## Deine Aufgabe A
Übertrage aus den Zeilen des Übungsmaterials nur den Abschnitt, der mit der Zeile beginnt, die „Reviewer note: check that each instance of the muskox facing“ enthält, und mit der letzten Zeile endet, in eine nummerierte Liste. Lass dabei Leerzeilen weg.

## Vorgegebener Text
-=-=-=-=-
Schluss mit all diesen Infos zu den Rahmenbedingungen der Wanderung – denn die Nachricht, die euch bleiben sollte ist: Macht diese Wanderung unbedingt!! Für mich war diese Wanderung durch das ruhige Dickicht im satten Grün, mit dieser wunderbaren frischen sauberen Luft ein Highlight. Die gesamte Wanderung hat sich angefühlt wie die Natur mich umarmen möchte. ❤️ Mir persönlich gibt so ein Tag mit Bewegung, umgeben von Natur viel mehr als ein Tag auf Safari, eingeschlossen in einem Auto, umgeben von vielen anderen Safari-Autos…
Die Strasse auf der wir fahren, ist die Hauptverbindungsstrasse zwischen dem Norden und Daressalam – und trotzdem gibt es kaum Verkehr. Wir sehen vor allem Lastwagen oder andere grössere und kleinere Busse, aber höchst selten Personenwagen. Wenn wir durch die Dörfer fahren, gibt es ein paar Motorräder, Velos oder Tuktuks – aber diese scheinen weniger weite Distanzen zurückzulegen – oder zumindest nicht in der Masse. Und ja, in Tansania fahren wir auf der linken Strassenseite. Hier gilt: „Rechts gehen, Gefahr sehen!“
Fahrrad-Tour durch Moshi
Wir werden versuchen dort auch mit anderen Tourist:innen über unser Crowdfunding Projekt zu sprechen. Aktuell sind wir auf 16% – yeeah, wir können es schaffen! Herzlichen Dank für alle eure Beiträge – auch mit 300 x Chf 30 kommen wir auf Chf 9’000.- um die Finazen für die Pazuri Kita- und Kindergarten-Klasse für die nächsten zwei Jahre zu sichern! Asante sana!
-=-=-=-=-
## Übungsmaterial
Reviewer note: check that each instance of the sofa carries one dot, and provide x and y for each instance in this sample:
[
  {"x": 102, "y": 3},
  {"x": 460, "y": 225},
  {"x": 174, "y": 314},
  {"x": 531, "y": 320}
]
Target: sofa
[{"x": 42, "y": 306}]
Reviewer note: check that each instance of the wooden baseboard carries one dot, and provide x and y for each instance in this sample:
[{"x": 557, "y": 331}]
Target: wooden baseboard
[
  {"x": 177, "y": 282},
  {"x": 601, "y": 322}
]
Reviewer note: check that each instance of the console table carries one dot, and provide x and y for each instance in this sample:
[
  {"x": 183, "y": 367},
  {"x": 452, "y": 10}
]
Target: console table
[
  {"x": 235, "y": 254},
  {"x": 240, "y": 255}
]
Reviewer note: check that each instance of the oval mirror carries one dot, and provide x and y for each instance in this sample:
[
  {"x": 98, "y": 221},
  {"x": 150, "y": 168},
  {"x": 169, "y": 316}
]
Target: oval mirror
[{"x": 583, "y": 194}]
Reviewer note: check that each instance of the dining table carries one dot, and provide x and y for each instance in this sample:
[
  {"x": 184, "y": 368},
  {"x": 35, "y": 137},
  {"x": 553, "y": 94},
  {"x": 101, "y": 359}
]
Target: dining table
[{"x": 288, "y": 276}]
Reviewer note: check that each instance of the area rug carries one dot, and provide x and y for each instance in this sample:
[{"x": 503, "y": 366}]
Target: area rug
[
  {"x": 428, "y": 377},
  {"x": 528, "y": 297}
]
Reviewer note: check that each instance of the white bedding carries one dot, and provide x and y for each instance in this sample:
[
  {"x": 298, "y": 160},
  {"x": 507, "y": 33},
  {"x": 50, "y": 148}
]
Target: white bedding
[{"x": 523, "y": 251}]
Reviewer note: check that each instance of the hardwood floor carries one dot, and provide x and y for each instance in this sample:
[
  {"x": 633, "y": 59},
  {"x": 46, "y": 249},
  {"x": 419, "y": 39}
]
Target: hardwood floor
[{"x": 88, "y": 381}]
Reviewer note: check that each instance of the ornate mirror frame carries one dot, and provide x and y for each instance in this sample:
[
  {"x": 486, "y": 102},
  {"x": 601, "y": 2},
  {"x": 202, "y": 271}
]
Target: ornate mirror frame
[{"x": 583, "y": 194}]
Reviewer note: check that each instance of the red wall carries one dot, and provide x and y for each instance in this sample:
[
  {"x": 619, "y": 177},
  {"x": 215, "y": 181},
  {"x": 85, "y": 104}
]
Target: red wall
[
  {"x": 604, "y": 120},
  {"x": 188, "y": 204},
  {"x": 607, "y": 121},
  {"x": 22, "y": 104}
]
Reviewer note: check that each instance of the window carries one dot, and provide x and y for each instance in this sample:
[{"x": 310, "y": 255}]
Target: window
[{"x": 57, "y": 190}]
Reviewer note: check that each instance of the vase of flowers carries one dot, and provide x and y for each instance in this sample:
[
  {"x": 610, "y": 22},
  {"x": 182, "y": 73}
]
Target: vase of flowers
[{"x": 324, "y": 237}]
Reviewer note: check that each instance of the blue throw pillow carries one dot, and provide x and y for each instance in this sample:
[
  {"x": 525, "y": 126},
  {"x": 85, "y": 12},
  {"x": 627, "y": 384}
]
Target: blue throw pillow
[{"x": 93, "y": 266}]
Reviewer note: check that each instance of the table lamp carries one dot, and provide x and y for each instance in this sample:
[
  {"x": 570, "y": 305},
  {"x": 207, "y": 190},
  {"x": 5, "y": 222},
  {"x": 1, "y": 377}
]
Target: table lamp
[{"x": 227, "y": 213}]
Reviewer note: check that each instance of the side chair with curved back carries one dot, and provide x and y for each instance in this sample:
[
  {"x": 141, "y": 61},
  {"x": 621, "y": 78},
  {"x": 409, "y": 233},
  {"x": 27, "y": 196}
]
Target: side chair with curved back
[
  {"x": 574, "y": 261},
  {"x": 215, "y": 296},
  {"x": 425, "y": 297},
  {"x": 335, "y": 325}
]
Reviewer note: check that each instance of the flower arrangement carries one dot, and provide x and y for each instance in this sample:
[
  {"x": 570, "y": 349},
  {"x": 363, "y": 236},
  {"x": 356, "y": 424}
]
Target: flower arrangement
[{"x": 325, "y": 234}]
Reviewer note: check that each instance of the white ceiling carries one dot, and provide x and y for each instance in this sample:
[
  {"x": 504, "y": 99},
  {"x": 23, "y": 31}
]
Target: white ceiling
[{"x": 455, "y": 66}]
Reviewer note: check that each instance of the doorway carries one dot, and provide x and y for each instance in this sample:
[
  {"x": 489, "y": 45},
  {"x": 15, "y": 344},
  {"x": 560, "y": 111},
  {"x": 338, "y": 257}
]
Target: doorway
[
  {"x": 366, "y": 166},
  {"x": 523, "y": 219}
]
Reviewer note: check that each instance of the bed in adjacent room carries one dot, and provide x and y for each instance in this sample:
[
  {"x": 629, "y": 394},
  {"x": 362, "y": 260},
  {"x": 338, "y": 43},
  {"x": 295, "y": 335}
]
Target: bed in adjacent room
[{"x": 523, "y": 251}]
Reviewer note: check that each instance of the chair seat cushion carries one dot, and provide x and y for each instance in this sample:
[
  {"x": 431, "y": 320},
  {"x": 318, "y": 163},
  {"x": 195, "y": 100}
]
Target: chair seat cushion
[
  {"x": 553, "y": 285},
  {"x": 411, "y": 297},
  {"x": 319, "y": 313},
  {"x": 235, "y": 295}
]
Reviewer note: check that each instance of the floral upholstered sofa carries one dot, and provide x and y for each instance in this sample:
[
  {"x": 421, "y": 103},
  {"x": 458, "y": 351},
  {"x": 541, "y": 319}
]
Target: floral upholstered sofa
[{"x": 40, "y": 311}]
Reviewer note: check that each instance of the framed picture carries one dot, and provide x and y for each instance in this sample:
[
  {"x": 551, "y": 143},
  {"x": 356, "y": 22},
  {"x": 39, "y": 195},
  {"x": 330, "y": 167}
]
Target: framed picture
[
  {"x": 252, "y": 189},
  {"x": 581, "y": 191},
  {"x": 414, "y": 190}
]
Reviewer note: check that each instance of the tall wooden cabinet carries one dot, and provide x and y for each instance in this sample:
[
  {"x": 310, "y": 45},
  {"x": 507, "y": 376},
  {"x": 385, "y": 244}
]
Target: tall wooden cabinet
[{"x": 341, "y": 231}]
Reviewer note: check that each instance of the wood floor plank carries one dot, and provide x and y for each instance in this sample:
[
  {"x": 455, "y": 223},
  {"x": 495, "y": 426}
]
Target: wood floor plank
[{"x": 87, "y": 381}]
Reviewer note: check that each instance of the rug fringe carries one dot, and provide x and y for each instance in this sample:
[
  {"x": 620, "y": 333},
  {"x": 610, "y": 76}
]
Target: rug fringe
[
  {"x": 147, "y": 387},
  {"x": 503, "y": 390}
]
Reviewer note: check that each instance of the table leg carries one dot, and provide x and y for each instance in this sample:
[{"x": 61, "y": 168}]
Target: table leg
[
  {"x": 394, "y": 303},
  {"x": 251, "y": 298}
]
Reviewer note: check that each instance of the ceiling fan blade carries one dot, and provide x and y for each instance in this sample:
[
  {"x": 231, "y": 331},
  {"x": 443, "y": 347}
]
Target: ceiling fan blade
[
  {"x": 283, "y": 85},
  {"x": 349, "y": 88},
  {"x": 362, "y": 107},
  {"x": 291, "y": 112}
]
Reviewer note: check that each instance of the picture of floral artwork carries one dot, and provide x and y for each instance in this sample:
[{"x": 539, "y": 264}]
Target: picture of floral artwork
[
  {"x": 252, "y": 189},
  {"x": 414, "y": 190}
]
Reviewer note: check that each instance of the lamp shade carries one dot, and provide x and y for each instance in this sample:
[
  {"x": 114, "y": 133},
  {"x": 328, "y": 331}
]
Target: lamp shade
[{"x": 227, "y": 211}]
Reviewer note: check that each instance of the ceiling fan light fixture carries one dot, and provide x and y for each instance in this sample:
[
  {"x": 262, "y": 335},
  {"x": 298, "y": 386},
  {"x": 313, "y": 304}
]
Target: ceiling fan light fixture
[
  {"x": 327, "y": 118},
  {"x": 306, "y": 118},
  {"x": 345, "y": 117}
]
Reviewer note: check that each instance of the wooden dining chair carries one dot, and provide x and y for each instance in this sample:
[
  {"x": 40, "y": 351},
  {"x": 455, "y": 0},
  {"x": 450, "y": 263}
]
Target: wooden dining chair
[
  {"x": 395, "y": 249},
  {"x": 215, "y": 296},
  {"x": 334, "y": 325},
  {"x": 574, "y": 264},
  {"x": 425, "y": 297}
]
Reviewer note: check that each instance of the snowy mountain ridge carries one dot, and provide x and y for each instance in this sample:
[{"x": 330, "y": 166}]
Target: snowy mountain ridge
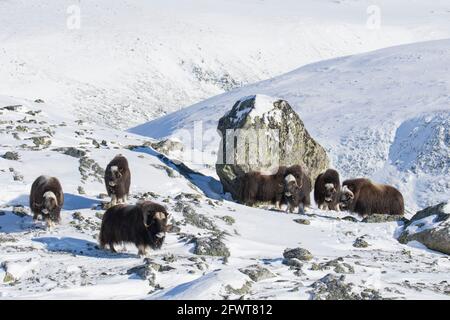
[
  {"x": 383, "y": 115},
  {"x": 362, "y": 260}
]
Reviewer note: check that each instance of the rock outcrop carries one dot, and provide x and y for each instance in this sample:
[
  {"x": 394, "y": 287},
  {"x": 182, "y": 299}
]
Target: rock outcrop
[{"x": 261, "y": 133}]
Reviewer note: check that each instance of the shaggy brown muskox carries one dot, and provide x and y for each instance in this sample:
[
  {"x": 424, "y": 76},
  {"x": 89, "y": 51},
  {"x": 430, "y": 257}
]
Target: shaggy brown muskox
[
  {"x": 118, "y": 179},
  {"x": 46, "y": 199},
  {"x": 144, "y": 224},
  {"x": 257, "y": 187},
  {"x": 297, "y": 189},
  {"x": 327, "y": 190},
  {"x": 366, "y": 197}
]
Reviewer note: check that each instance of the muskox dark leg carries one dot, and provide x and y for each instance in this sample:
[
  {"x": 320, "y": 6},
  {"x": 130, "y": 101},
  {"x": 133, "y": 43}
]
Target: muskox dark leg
[
  {"x": 113, "y": 200},
  {"x": 142, "y": 250}
]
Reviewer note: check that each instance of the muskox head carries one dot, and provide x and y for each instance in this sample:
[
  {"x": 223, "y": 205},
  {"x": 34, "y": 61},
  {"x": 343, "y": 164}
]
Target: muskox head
[
  {"x": 330, "y": 192},
  {"x": 157, "y": 224},
  {"x": 346, "y": 197},
  {"x": 115, "y": 175},
  {"x": 296, "y": 172}
]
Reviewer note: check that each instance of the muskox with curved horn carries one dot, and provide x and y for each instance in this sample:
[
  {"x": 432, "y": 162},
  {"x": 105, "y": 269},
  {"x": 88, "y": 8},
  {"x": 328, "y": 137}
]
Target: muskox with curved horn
[
  {"x": 46, "y": 199},
  {"x": 366, "y": 197},
  {"x": 297, "y": 189},
  {"x": 327, "y": 190},
  {"x": 144, "y": 224},
  {"x": 118, "y": 179}
]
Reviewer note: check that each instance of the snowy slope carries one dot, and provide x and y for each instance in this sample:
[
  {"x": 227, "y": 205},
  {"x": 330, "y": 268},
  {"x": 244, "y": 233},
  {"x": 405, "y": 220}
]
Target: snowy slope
[
  {"x": 383, "y": 114},
  {"x": 64, "y": 263},
  {"x": 133, "y": 60}
]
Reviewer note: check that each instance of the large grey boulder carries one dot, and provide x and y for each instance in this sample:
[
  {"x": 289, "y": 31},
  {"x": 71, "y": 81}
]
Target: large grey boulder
[
  {"x": 261, "y": 133},
  {"x": 431, "y": 227}
]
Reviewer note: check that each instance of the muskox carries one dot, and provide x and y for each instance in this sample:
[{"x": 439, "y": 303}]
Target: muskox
[
  {"x": 291, "y": 193},
  {"x": 117, "y": 180},
  {"x": 258, "y": 187},
  {"x": 366, "y": 197},
  {"x": 144, "y": 224},
  {"x": 327, "y": 190},
  {"x": 297, "y": 189},
  {"x": 46, "y": 199}
]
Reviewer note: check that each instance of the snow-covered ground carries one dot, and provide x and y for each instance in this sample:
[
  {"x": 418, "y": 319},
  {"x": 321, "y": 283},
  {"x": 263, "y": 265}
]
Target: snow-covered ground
[
  {"x": 383, "y": 115},
  {"x": 125, "y": 62},
  {"x": 65, "y": 263}
]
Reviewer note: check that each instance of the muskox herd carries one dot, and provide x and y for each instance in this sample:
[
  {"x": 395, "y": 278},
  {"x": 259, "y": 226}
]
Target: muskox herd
[
  {"x": 143, "y": 224},
  {"x": 291, "y": 186}
]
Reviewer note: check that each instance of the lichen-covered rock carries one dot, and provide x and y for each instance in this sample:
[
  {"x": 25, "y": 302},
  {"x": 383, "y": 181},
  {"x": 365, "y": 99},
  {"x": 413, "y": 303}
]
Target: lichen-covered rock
[
  {"x": 380, "y": 218},
  {"x": 302, "y": 221},
  {"x": 431, "y": 227},
  {"x": 168, "y": 146},
  {"x": 11, "y": 155},
  {"x": 20, "y": 211},
  {"x": 338, "y": 265},
  {"x": 211, "y": 246},
  {"x": 332, "y": 287},
  {"x": 71, "y": 151},
  {"x": 360, "y": 243},
  {"x": 261, "y": 133},
  {"x": 246, "y": 287},
  {"x": 297, "y": 253}
]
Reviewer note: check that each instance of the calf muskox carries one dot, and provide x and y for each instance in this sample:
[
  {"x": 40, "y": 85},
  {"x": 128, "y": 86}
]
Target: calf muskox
[
  {"x": 256, "y": 186},
  {"x": 144, "y": 224},
  {"x": 297, "y": 189},
  {"x": 117, "y": 180},
  {"x": 366, "y": 197},
  {"x": 327, "y": 189},
  {"x": 46, "y": 199}
]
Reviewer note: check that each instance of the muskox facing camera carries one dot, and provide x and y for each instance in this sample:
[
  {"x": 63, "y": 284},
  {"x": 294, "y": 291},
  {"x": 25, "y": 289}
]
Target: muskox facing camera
-=-=-=-=-
## Deine Aufgabe B
Auf welcher Straßenseite fährt man laut dem Text in Tansania?

## Vollständige Antwort A
1. Reviewer note: check that each instance of the muskox facing camera carries one dot, and provide x and y for each instance in this sample:
2. [
3.   {"x": 63, "y": 284},
4.   {"x": 294, "y": 291},
5.   {"x": 25, "y": 289}
6. ]
7. Target: muskox facing camera

## Vollständige Antwort B
Auf der linken Straßenseite.